[BEGIN EXERCISE DATA]
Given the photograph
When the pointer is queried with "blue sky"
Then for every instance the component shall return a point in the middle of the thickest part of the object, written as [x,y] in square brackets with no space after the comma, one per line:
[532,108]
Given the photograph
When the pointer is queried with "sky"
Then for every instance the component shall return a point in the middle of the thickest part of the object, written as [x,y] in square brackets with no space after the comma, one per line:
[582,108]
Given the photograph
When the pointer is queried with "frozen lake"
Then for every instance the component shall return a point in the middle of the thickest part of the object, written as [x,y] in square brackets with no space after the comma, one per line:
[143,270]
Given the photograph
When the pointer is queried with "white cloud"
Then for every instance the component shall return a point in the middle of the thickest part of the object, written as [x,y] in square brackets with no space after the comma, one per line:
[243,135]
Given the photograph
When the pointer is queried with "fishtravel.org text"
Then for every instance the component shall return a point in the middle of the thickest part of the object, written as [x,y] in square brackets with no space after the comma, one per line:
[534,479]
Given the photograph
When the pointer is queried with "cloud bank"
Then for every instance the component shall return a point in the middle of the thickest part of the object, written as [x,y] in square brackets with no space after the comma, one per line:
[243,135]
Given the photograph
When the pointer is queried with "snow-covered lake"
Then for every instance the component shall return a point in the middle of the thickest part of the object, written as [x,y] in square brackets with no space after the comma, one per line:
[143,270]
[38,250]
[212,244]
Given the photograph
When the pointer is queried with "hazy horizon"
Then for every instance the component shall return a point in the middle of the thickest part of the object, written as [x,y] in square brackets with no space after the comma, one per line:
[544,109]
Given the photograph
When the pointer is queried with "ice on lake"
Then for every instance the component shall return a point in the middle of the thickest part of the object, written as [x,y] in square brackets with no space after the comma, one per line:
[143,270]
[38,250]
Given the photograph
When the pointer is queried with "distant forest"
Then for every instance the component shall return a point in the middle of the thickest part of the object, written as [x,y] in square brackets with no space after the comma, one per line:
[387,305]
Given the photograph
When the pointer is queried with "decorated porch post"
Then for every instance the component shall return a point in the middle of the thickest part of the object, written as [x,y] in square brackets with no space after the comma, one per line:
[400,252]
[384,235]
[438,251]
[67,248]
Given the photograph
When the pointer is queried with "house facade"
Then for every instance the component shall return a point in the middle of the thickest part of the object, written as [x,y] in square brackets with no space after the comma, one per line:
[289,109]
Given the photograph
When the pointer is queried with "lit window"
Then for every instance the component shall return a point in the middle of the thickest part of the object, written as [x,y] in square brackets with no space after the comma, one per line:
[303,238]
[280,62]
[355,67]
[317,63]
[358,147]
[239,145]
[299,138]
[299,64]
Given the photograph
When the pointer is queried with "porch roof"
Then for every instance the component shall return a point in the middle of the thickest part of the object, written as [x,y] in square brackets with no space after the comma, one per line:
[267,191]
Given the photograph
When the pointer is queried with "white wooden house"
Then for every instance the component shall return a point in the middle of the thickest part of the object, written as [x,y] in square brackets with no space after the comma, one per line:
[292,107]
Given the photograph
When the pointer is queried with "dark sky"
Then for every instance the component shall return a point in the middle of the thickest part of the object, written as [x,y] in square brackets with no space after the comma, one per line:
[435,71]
[END EXERCISE DATA]
Set down every record above exactly as given.

Given the photograph
When the pointer is queried with "blue sky"
Then for every instance the component shall return a point in the middle of the thickest part of the object, written as [x,y] in square brackets with no space after the comma, one per line:
[532,108]
Given the photograph
When the pointer is queried with "sky"
Then for every instance the component shall return a point in the middle of the thickest part of the object, written as [x,y] in square brackets with no space after the comma, one per line:
[582,108]
Given the photograph
When the pointer is queried with "frozen lake"
Then for every instance the component shall return a point in the middle of the thickest part of the object, written as [x,y] in square brackets with no space after the comma, one per line:
[143,270]
Given the photograph
When the pointer is queried with "white cloud"
Then for every instance the component shall return a point in the middle of the thickest part of the object, written as [x,y] in square brackets with no space after the comma, one per line:
[243,135]
Given the photograph
When the pointer is queried with "fishtravel.org text"
Then for every instance the component shall return a point in the middle of the thickest part of the object, written as [x,y] in square brackets with no space after the comma, one per line:
[534,479]
Given the photograph
When the pointer is queried with "cloud bank"
Then for every instance the component shall return a point in the middle of the thickest part of the object, written as [x,y] in square brackets with no space after the comma, one per line:
[243,135]
Given the photograph
When the pointer is queried with "snow-covered lake"
Then for every instance the component shall return a point in the middle of the thickest part of the object, written as [x,y] in square brackets with no space after the comma, one per line:
[143,270]
[38,250]
[212,244]
Given the photograph
When the pointer is queried with "hazy horizon"
Then for every instance the component shall return a point in the middle of the thickest part of the object, written as [x,y] in square brackets with no space after the comma, one per line:
[544,109]
Given the photograph
When the pointer is queried with "ice on lake"
Then for every instance the component shall return a point in the middle of the thickest part of the object, written as [x,y] in square brackets with no space after the comma, one per line:
[143,270]
[38,250]
Given the photograph
When the pointer is queried with "distant forest"
Then for every instance the component shall return a point in the middle of the thickest part of the object, written as [x,y] in square brackets with no space after the comma, one per line:
[387,305]
Given the photograph
When the pointer is queried with "decorated porch post"
Then for every instance the component shall return a point in the middle of the thickest part of the object, written as [x,y] in square brackets with no space after the comma, one per line:
[400,252]
[384,235]
[438,251]
[67,248]
Given the photograph
When the pointer is queried with "house facade"
Then for every instance the component shall return a point in the middle of the thickest part of the object, written as [x,y] in square brackets with no space after the comma, one per line:
[289,109]
Given the photograph
When the pointer is queried with "lit window"
Then for every instance the component shall return a point in the middle of the thickest part of the object, written as [x,y] in square brackets with no space after the comma, one per line:
[303,238]
[280,62]
[355,67]
[317,63]
[358,147]
[239,145]
[299,138]
[299,64]
Given the photograph
When the pointer is queried with "porch roof"
Then for every instance the component shall return a point in the middle of the thickest part of the object, written as [x,y] in square brackets with no space after the comma, one per line:
[267,191]
Given the photograph
When the pointer is queried with "white wooden house"
Then for every instance the component shall return a point in the middle of the thickest part of the object, written as [x,y] in square brackets with no space after the comma, one per line:
[292,107]
Given the photograph
When the pointer is queried with "dark sky"
Then for every instance the component shall return a point in the middle of the thickest part of the object, written as [x,y] in square brackets with no space after the comma, one per line:
[435,71]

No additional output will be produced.